- [PROBLEM DESCRIPTION]:
All records below must be reproduced exactly, although any pictures they contain are to be omitted.

[Natural-language object grounding data]
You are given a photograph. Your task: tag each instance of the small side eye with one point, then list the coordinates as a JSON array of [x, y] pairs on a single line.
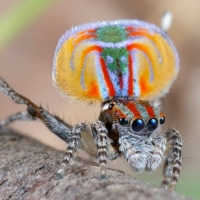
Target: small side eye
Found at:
[[109, 59], [138, 125], [123, 121], [123, 59], [152, 125], [162, 120], [111, 106]]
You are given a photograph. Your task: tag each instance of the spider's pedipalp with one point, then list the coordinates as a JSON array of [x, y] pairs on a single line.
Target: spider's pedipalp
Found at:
[[101, 135]]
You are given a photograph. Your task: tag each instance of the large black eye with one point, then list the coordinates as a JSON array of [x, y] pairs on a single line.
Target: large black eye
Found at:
[[162, 120], [138, 125], [123, 121], [152, 125], [111, 106]]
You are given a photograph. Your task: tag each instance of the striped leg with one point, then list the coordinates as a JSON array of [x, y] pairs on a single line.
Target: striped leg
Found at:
[[21, 116], [100, 134], [72, 147], [173, 161]]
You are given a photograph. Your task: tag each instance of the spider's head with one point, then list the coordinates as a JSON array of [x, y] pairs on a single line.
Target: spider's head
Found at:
[[136, 116]]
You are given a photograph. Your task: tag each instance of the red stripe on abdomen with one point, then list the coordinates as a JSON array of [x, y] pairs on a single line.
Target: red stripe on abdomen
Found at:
[[109, 83], [133, 108]]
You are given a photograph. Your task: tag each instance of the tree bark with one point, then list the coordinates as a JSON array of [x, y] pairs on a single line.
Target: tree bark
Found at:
[[27, 171]]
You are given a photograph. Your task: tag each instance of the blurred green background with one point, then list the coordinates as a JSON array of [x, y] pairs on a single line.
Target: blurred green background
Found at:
[[29, 32]]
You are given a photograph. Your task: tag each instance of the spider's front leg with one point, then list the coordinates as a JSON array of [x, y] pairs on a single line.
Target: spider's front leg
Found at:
[[173, 160], [72, 147], [100, 133]]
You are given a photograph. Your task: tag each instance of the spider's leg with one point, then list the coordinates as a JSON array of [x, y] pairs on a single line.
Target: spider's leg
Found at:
[[100, 134], [53, 123], [72, 147], [113, 156], [20, 116], [156, 154], [173, 161]]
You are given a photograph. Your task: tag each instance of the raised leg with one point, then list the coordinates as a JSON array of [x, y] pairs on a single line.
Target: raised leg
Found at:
[[72, 147], [53, 123], [100, 134], [21, 116], [173, 161]]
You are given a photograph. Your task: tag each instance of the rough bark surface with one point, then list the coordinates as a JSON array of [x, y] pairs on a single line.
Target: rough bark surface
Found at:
[[27, 171]]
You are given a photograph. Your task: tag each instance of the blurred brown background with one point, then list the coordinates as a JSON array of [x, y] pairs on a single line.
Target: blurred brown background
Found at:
[[26, 64]]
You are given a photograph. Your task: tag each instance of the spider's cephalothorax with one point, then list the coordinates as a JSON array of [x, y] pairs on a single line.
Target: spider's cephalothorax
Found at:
[[120, 64], [132, 126]]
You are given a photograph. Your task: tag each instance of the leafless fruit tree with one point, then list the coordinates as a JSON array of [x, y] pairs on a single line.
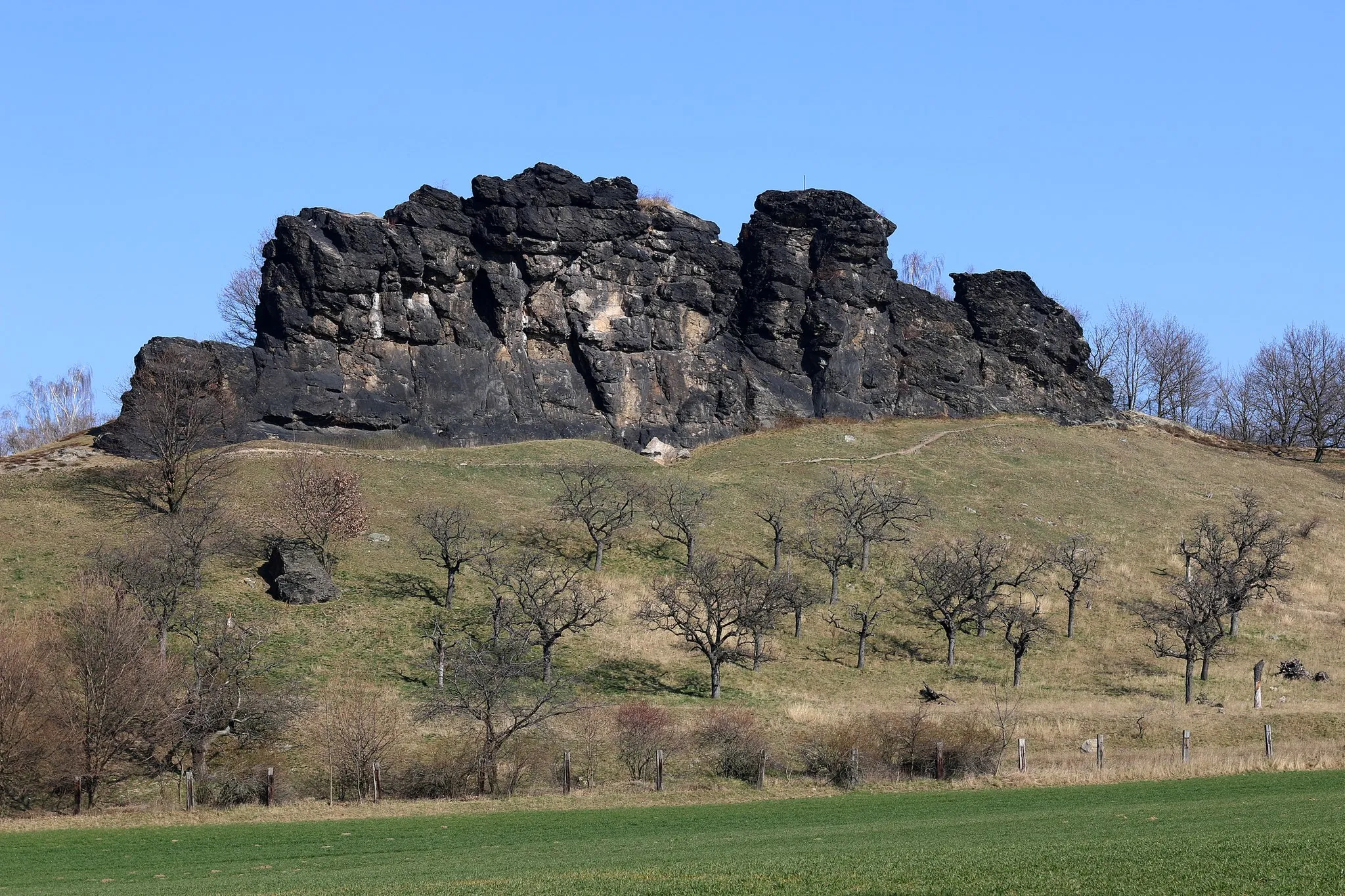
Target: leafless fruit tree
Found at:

- [TASK OUTPUT]:
You are given a photograph. Your task: tag each instance of the small side eye with one point, then list the coordinates as a JSON array of [x, y] pairs on a single line.
Target: small side eye
Found at:
[[109, 59], [138, 125], [123, 121], [123, 59], [152, 125], [162, 120], [111, 106]]
You are given a photograph. Your task: tag each instance of the spider's pedipalp with one point, then list the coordinates as a JSON array of [x, y] pairs on a single line.
Target: spider's pedipalp
Found at:
[[101, 135]]
You are given a photograph. Your task: tag each instance of the large black eye with one point, then list the coordinates as a JSON array of [x, y] pairs on a single line.
Target: large black eye
Found at:
[[162, 120], [138, 125], [123, 121], [152, 125], [111, 106]]
You are given a photograph. Your task: tag each instance of the striped leg with one point, then list the coordinates as a JSON array of [x, y] pairs on a single line.
Target: striped leg
Found at:
[[21, 116], [100, 134], [72, 147], [173, 161]]
You are given a photograph. Your task: tag each instance of the spider's head with one point, then list the coordinates as a JSON array of [x, y] pairs on a single line.
Target: spider's head
Found at:
[[136, 116]]
You are given a photograph. Your task: tag each instance of the red stripe on abdomen with one point, then list the coordinates as a JSON array of [x, y] pairs on a single line.
Target: red stripe on abdomen
Found at:
[[109, 83], [133, 108]]
You are given a photograph. Your task: tag each instance of the tree bark with one point, then list the coordinates as a JSON array of [x, y] pairs on a single line.
Target: tree bark
Found at:
[[27, 171]]
You are given a photograph. Your task: tag each instance of the blurred green background with one point, then list the coordinates as a JSON array of [x, y] pairs on a single line.
Target: blurred green background
Found at:
[[29, 32]]
You are given a photograph. Your task: tag each instance of the spider's front leg with one point, then list the coordinates as a JSON array of [x, y] pairs on a single line.
Target: spider's front leg
Found at:
[[173, 160], [72, 147], [100, 133]]
You are given a photograph. Your task: tag each instance of the spider's leg with one point, then list the coordinates as a JSON array of [x, y] pairs on a single line.
Target: spider's leg
Found at:
[[100, 134], [53, 123], [72, 147], [113, 156], [20, 116], [156, 154], [173, 161]]
You are given a photograph. Your task: tag each instance of the raised leg with one point, then list the coordinates as a JSON array of [x, y] pairs on a single line.
Target: raised leg
Found at:
[[72, 147], [53, 123], [100, 134], [21, 116], [173, 161]]
You are given a photograph. Your task: tag each instance of the rough bark surface with one point, then list the coordinates as a JSON array of [x, y] pairs on a single line.
Target: rough bark surface
Found at:
[[27, 171]]
You are given a photograph. Your task: tag each instance of the blurred brown background with one point, then list the coordinates as a JSON array of [x, y] pairs on a single line.
Target: blurred brown background
Found at:
[[26, 64]]
You are given a photograph. Your task: tag each instance of the spider's cephalothorax with one point, then list the coordinates as a JSON array of [x, y] pairs on a single line.
Target: spider's cephalothorax
Found at:
[[120, 64], [132, 126]]
You are given a photograph. Your task: tag each instance of the leafless fruit tree with one point, then list the coordinates as a JSON array of [x, y] pairs on a single line.
Target: leafless fruit tree
Found at:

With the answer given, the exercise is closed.